* **Okuma Metni**:
=-=-=

32

    

Çok konuşmak, yanılmaya sebeptir. Bilip bilmeden her mevzu konusunda ahkâm keseriz. Doğrusunun biz biliriz. Görüşlerimiz sanılandan daha çok değerlidir. Ancak kimseler bunun farkına varmaz. Saatlerce sohbet eder, birbirimizi tasdik ederiz. Erdemden, hakikatten dem vurur, hadislerden, ayetlerden konuşuruz. O an herkes iyi bir müslüman, hakiki imana ermiş bir mümin oluverir. İşi kemale erdiririz de bizi bilen olmaz.

            Lakin, pratik hayatta her nedense o mübarek konuşmalar askıda kalır. O sohbet ortamlarının muhteşem hakikatleri, mekânın duvarlarına siner, tavanlara hapsolur. Bizimle beraber dışarıya çıkmamıştır. Giyilen, güzel süslü bir kaftanın, kelam faslından sonra çıkarılıp askıya asılması gibi.

            Bizleri kuşatıveren arızaların ve problemlerin çoğu hayatımıza eklemleyemediğimiz doğrulardan kaynaklandığını fark edemiyoruz.  Ticaretimize haram karıştırırız, oysaki sohbetlerde, haram malın çirkinliğinden konuşmuşuz. Eşler arasında kavga olur. Daha birkaç gün önce hadislerde en hayırlı kişinin ailesine faydalı olan olduğunu anlatmıştık. Çocuğa şiddet uygularız. Merhametli olmanın faziletlerini anlata anlata bitirememiştik. Hayâsızlık, çirkinlik ve fuhşiyatlara bulaşırız Oysa her Cuma Günü imam efendi, ayeti yüzümüze çarpa çarpa okumuş ta  ders alamamışız.

            Hâsılı bütün problemler inandığımız gibi yaşamamaktan kaynaklanıyor. Daha yalın bir ifade ile kendimize karşı dürüst olmadığımız gibi toplumu oluşturan fertlere karşı yalancı konumuna düşüyoruz. Maalesef gerçek böyle.

            Bu gün hem kendi nefsim hem de siz okuyucularımız için rabbimizin birkaç buyruğunu bu köşeye alalım ve kendimize zaman tanıyarak bu ilkeleri ahlaki prensip edinelim.

            Ne Mi? olacak. Göğsümüzün genişlediğine şahit olcağız. İlahi rızanın kapısını aralayacağız. Kim bilir belki de o ucuz zannedip aldandığımız, paha biçilmez cennetin anahtarını da almaya  muvaffak oluruz. Bu gün söz hikmet dolu kitap olan kur’an'a ait;

 

Rabbinizin mağfiretine mazhar olmak ve takvâ sahipleri için hazırlanmış olup gökler ve yer kadar geniş olan cennete girmek için yarışın!

=-=-=

* **Çıkarılan Satırlar**:

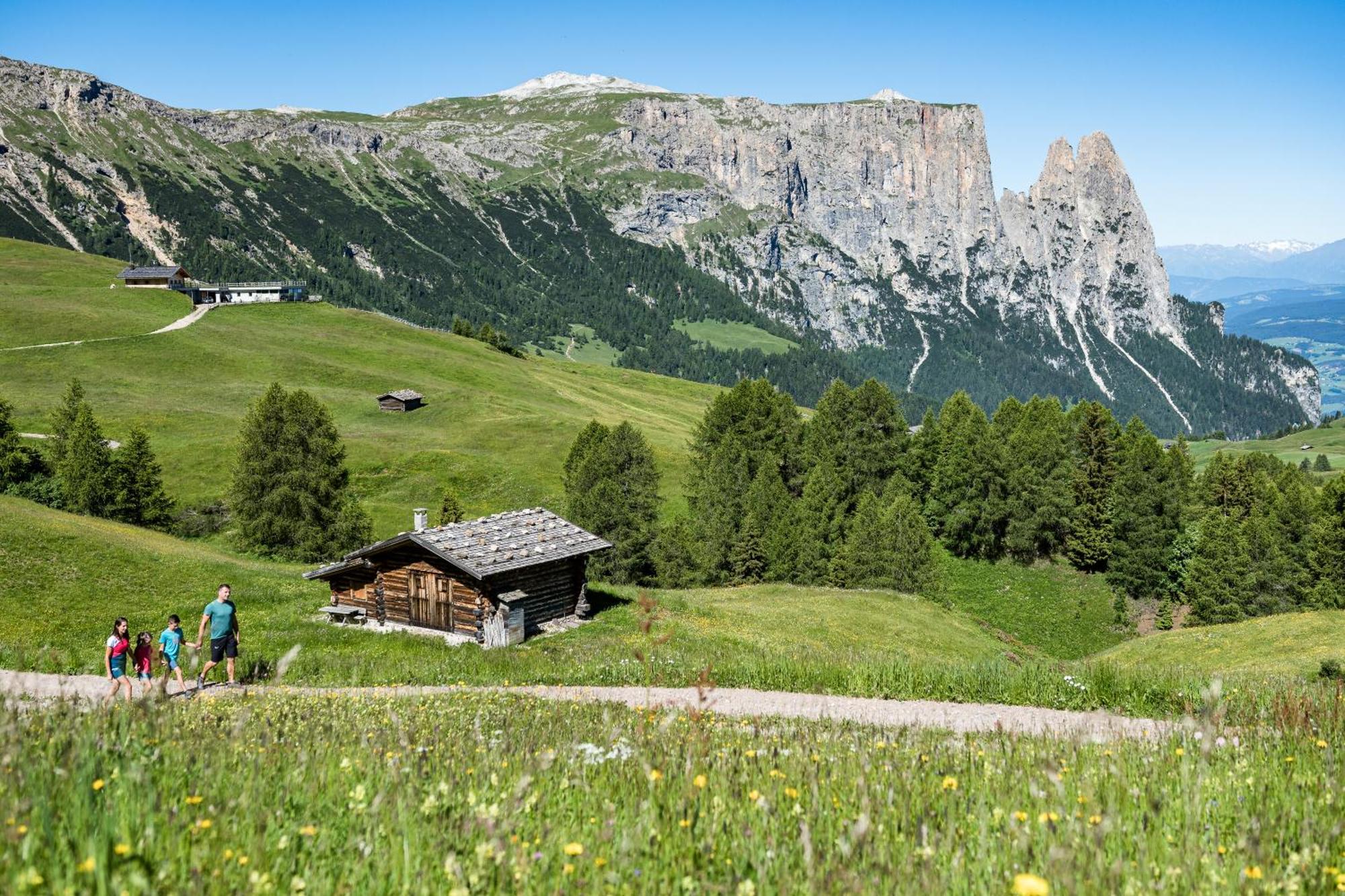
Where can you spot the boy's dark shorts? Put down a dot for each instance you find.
(221, 647)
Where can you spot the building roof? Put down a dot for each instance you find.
(490, 545)
(401, 395)
(153, 271)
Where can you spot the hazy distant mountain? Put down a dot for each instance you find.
(864, 232)
(1217, 263)
(1206, 290)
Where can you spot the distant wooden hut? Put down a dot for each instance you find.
(525, 567)
(401, 400)
(159, 276)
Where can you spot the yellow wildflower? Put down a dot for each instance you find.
(1031, 885)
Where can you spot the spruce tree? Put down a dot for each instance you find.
(966, 498)
(63, 419)
(1218, 584)
(290, 495)
(450, 509)
(820, 520)
(137, 489)
(1097, 434)
(85, 466)
(1145, 516)
(613, 491)
(1040, 481)
(1328, 548)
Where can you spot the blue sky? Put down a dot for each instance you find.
(1229, 116)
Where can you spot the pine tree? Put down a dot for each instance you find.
(291, 495)
(85, 466)
(450, 509)
(63, 419)
(966, 498)
(1145, 514)
(1040, 481)
(613, 491)
(1217, 585)
(137, 489)
(820, 518)
(1097, 434)
(1328, 548)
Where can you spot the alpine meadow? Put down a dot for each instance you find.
(599, 487)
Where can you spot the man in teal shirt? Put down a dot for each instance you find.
(224, 634)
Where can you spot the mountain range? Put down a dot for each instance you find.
(864, 233)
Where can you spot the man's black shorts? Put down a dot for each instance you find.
(221, 647)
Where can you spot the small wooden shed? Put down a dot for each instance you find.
(161, 276)
(459, 577)
(401, 400)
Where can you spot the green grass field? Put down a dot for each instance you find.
(1324, 440)
(1291, 643)
(494, 427)
(731, 334)
(490, 792)
(54, 295)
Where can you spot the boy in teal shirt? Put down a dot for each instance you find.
(170, 642)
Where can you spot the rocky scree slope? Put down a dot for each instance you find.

=-=-=

* **Görev**: Okuma metninden "Hâsılı bütün problemler" ifadesinden "Maalesef gerçek böyle." ifadesine kadar uzanan bölümü hiçbir değişiklik yapmadan çıkarın.

* **Alıştırma Sonucu**:
Hâsılı bütün problemler inandığımız gibi yaşamamaktan kaynaklanıyor. Daha yalın bir ifade ile kendimize karşı dürüst olmadığımız gibi toplumu oluşturan fertlere karşı yalancı konumuna düşüyoruz. Maalesef gerçek böyle.